TASK PROMPT ▸ The answer must consist of each line below that contains the word "turtle", copied in full.

SOURCE INFORMATION ▸

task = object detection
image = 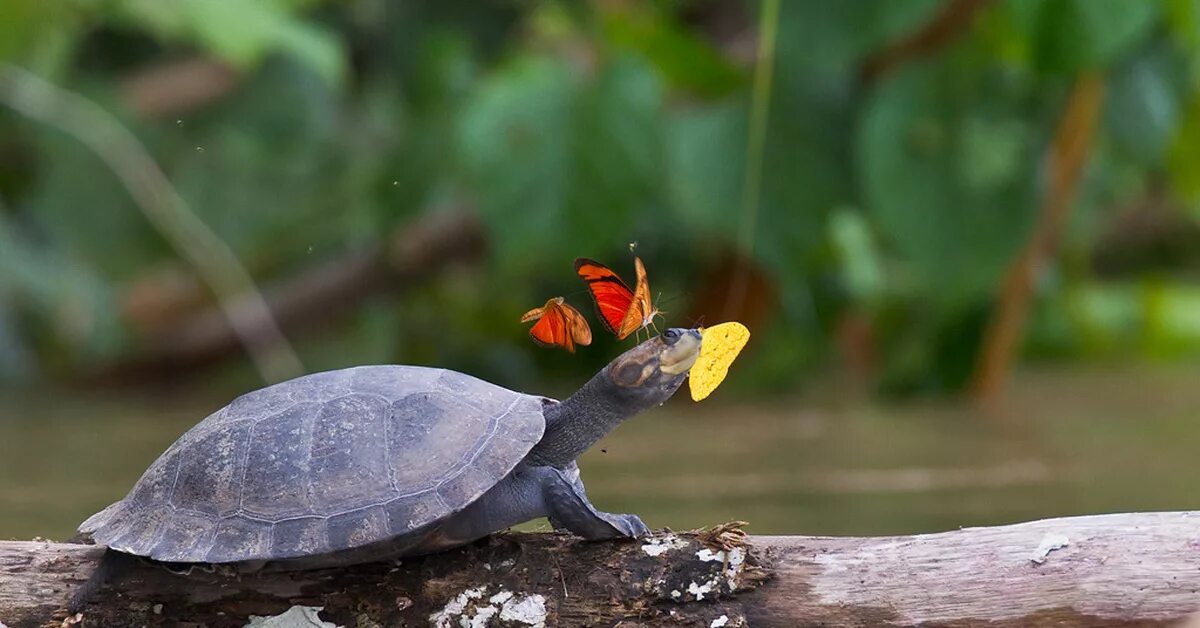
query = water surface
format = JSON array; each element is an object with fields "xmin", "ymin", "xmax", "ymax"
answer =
[{"xmin": 2, "ymin": 367, "xmax": 1198, "ymax": 541}]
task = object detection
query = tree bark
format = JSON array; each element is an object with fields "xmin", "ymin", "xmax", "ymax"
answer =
[{"xmin": 2, "ymin": 512, "xmax": 1198, "ymax": 627}]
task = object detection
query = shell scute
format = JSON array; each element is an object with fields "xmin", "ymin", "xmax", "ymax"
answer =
[
  {"xmin": 437, "ymin": 464, "xmax": 497, "ymax": 507},
  {"xmin": 170, "ymin": 421, "xmax": 251, "ymax": 516},
  {"xmin": 270, "ymin": 517, "xmax": 325, "ymax": 557},
  {"xmin": 148, "ymin": 510, "xmax": 214, "ymax": 562},
  {"xmin": 206, "ymin": 516, "xmax": 272, "ymax": 563},
  {"xmin": 386, "ymin": 392, "xmax": 495, "ymax": 492},
  {"xmin": 327, "ymin": 505, "xmax": 390, "ymax": 550},
  {"xmin": 384, "ymin": 492, "xmax": 452, "ymax": 536},
  {"xmin": 349, "ymin": 365, "xmax": 441, "ymax": 400},
  {"xmin": 309, "ymin": 394, "xmax": 392, "ymax": 514},
  {"xmin": 241, "ymin": 402, "xmax": 319, "ymax": 517}
]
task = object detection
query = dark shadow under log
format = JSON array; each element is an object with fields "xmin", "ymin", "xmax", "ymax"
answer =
[{"xmin": 2, "ymin": 512, "xmax": 1199, "ymax": 627}]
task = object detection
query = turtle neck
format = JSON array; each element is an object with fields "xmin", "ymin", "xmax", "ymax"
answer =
[{"xmin": 526, "ymin": 365, "xmax": 677, "ymax": 469}]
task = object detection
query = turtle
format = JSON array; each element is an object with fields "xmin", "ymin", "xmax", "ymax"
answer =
[{"xmin": 77, "ymin": 328, "xmax": 702, "ymax": 569}]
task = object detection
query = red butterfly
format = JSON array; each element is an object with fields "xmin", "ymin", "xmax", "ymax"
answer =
[
  {"xmin": 575, "ymin": 256, "xmax": 661, "ymax": 341},
  {"xmin": 520, "ymin": 297, "xmax": 593, "ymax": 353}
]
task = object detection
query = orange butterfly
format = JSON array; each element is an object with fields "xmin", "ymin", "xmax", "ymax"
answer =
[
  {"xmin": 574, "ymin": 256, "xmax": 661, "ymax": 341},
  {"xmin": 520, "ymin": 297, "xmax": 593, "ymax": 353}
]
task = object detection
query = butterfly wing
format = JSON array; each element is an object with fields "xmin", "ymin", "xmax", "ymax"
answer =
[
  {"xmin": 560, "ymin": 301, "xmax": 593, "ymax": 347},
  {"xmin": 575, "ymin": 258, "xmax": 635, "ymax": 338},
  {"xmin": 689, "ymin": 322, "xmax": 751, "ymax": 401},
  {"xmin": 618, "ymin": 256, "xmax": 656, "ymax": 338},
  {"xmin": 519, "ymin": 304, "xmax": 547, "ymax": 324},
  {"xmin": 528, "ymin": 304, "xmax": 572, "ymax": 352},
  {"xmin": 524, "ymin": 298, "xmax": 592, "ymax": 353}
]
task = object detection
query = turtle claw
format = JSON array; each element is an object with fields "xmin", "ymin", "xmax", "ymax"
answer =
[
  {"xmin": 609, "ymin": 513, "xmax": 649, "ymax": 539},
  {"xmin": 583, "ymin": 511, "xmax": 648, "ymax": 540}
]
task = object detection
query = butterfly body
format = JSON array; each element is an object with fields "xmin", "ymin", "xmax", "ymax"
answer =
[
  {"xmin": 575, "ymin": 257, "xmax": 660, "ymax": 341},
  {"xmin": 521, "ymin": 297, "xmax": 592, "ymax": 352}
]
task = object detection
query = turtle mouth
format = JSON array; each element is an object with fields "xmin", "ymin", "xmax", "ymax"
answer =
[{"xmin": 659, "ymin": 331, "xmax": 701, "ymax": 375}]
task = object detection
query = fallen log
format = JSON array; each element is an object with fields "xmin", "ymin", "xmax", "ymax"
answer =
[{"xmin": 2, "ymin": 512, "xmax": 1198, "ymax": 627}]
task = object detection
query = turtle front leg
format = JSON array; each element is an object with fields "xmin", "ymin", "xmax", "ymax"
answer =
[{"xmin": 534, "ymin": 464, "xmax": 650, "ymax": 540}]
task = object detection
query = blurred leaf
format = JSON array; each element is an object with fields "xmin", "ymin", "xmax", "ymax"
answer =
[
  {"xmin": 1106, "ymin": 44, "xmax": 1187, "ymax": 166},
  {"xmin": 664, "ymin": 100, "xmax": 745, "ymax": 236},
  {"xmin": 458, "ymin": 56, "xmax": 576, "ymax": 265},
  {"xmin": 1041, "ymin": 279, "xmax": 1200, "ymax": 359},
  {"xmin": 857, "ymin": 56, "xmax": 1040, "ymax": 301},
  {"xmin": 0, "ymin": 215, "xmax": 124, "ymax": 366},
  {"xmin": 459, "ymin": 54, "xmax": 665, "ymax": 266},
  {"xmin": 828, "ymin": 207, "xmax": 883, "ymax": 302},
  {"xmin": 566, "ymin": 55, "xmax": 665, "ymax": 245},
  {"xmin": 0, "ymin": 1, "xmax": 78, "ymax": 65},
  {"xmin": 1145, "ymin": 279, "xmax": 1200, "ymax": 356},
  {"xmin": 1165, "ymin": 0, "xmax": 1200, "ymax": 88},
  {"xmin": 171, "ymin": 59, "xmax": 348, "ymax": 268},
  {"xmin": 25, "ymin": 120, "xmax": 167, "ymax": 279},
  {"xmin": 1067, "ymin": 281, "xmax": 1141, "ymax": 354},
  {"xmin": 776, "ymin": 0, "xmax": 943, "ymax": 73},
  {"xmin": 600, "ymin": 4, "xmax": 744, "ymax": 97},
  {"xmin": 1167, "ymin": 96, "xmax": 1200, "ymax": 206},
  {"xmin": 116, "ymin": 0, "xmax": 346, "ymax": 85},
  {"xmin": 663, "ymin": 83, "xmax": 847, "ymax": 328},
  {"xmin": 1026, "ymin": 0, "xmax": 1159, "ymax": 74}
]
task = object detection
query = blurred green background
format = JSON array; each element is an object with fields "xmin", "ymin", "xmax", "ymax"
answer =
[{"xmin": 2, "ymin": 0, "xmax": 1200, "ymax": 541}]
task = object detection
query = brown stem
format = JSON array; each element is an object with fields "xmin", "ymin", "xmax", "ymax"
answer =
[
  {"xmin": 971, "ymin": 74, "xmax": 1105, "ymax": 403},
  {"xmin": 859, "ymin": 0, "xmax": 995, "ymax": 83}
]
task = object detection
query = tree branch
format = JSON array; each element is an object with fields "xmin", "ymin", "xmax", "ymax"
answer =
[
  {"xmin": 95, "ymin": 208, "xmax": 485, "ymax": 381},
  {"xmin": 3, "ymin": 512, "xmax": 1198, "ymax": 627},
  {"xmin": 972, "ymin": 74, "xmax": 1105, "ymax": 404},
  {"xmin": 858, "ymin": 0, "xmax": 996, "ymax": 83}
]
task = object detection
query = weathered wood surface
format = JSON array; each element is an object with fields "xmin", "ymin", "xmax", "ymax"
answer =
[{"xmin": 2, "ymin": 512, "xmax": 1199, "ymax": 627}]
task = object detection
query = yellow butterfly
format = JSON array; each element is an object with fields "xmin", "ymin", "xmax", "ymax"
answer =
[{"xmin": 689, "ymin": 322, "xmax": 750, "ymax": 402}]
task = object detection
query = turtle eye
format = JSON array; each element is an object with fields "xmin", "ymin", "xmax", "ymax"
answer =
[{"xmin": 663, "ymin": 329, "xmax": 679, "ymax": 340}]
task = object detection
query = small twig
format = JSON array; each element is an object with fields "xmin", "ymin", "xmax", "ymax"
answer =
[
  {"xmin": 859, "ymin": 0, "xmax": 995, "ymax": 83},
  {"xmin": 692, "ymin": 520, "xmax": 750, "ymax": 552},
  {"xmin": 0, "ymin": 64, "xmax": 303, "ymax": 384},
  {"xmin": 552, "ymin": 552, "xmax": 569, "ymax": 598}
]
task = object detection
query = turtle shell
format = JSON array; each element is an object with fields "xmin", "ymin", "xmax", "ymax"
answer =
[{"xmin": 78, "ymin": 365, "xmax": 546, "ymax": 563}]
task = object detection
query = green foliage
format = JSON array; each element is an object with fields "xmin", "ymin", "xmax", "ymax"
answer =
[
  {"xmin": 600, "ymin": 3, "xmax": 744, "ymax": 96},
  {"xmin": 858, "ymin": 54, "xmax": 1040, "ymax": 302},
  {"xmin": 1, "ymin": 0, "xmax": 1199, "ymax": 395},
  {"xmin": 114, "ymin": 0, "xmax": 345, "ymax": 84},
  {"xmin": 459, "ymin": 52, "xmax": 666, "ymax": 269}
]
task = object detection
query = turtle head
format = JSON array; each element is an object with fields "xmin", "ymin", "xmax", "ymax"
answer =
[{"xmin": 607, "ymin": 327, "xmax": 701, "ymax": 403}]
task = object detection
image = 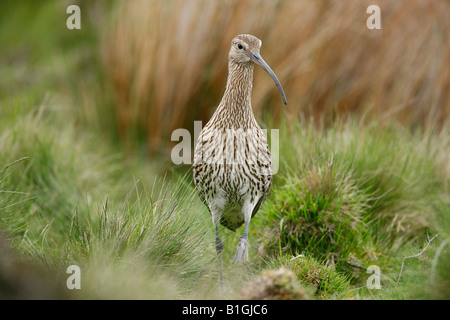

WRITTEN ANSWER ▸
query = turtle neck
query = turtle
query = turtle claw
query = turtle mouth
query = turtle front leg
query = turtle eye
query = turtle shell
query = turtle head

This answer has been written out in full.